*SET OF TASKS:*
[1] Reproduce verbatim the part of the irrigation advice thread starting with "I had broken" and going on through "(Jun 29, 2018)".
[2] Pick up the irrigation advice thread where it ends and keep writing.

*QUOTED PASSAGE:*
────────────────
Well, as someone who just had a system installed, the biggest thing that is driving me nuts right now is that the installer trenched right along the borders between grass and rocks, etc. At the time, it seemed it was sort of an effort to keep the trenches to the perimeter as much as possible but now, it has basically ruined my edges between turf and adjacent media. We've had a mess of rain lately and all the loose dirt has washed into the rocks, etc and I no longer have the crisp grass border that used to. In hindsight, I would have thought more about exactly where the trenches would go and then asked for them to hand trench outward a foot or two for perimeter head placement. In short, don't trench near the edge of things...it'll ruin it.


----------



## Movingshrub (Jun 12, 2017)

Make sure there is an easy attachment to blow out the system if that's going to be a requirement.

I had broken out a special zone for an area that requires more water. It's by itself and competes with three trees, yet the rest of the zone is so large that I would be irrigating daily just to address the problem spot of 20 sqft, while the other 9000sqft are just fine.


----------



## NanserbE (Jun 29, 2018)

Direct sun needs direct water. Make sure every part gets water.

Make sure that every head is sprayed by another head.

Almost all spray rotors and most nozzles don't have their advertised reach.

Don't mix regular arc rotors and spray nozzles (didn't look like you were planning on it) as they deliver water at very different rates.

Take a ton of pictures of the lines so you'll know where to dig later if you need to add more heads and do repairs.
────────────────
*AVAILABLE DATA:*
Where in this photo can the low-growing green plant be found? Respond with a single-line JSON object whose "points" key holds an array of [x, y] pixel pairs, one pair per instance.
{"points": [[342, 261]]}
────────────────
*ANSWERS GIVEN:*
[1]
I had broken out a special zone for an area that requires more water. It's by itself and competes with three trees, yet the rest of the zone is so large that I would be irrigating daily just to address the problem spot of 20 sqft, while the other 9000sqft are just fine.


----------



## NanserbE (Jun 29, 2018)

[2]
Skip the class 200 for the main and have the installer do 1.5" Schedule 40. Rocks and shovels will easily take out that thin walled class 200 PVC.

A blow out port is a must if you live in an area with a frost line over a few inches.

Flush the absolute piss out of that system before you install the nozzles. Turn each zone on with the spray nozzles uninstalled to blow out all that debris. Like 2 minutes a zone or more. Flush flush flush.

Break the zones up into shady areas and sunny areas. Your shady ones won't need nearly the water that your sunny ones will. Too much water is just as bad as too little.

If you have any inclination to run a drip system now is the time. Funny pipe is incredibly cheap and can 1/2 can supply hundreds of emitters or more. Rainbird makes a control valve with a 30psi regulator and screen that is fantastic. Run the line everywhere and just know where you have to dig to get to it later if you plant anything.

Read everything on irrigationtutorials.com

Otherwise what you have looks great!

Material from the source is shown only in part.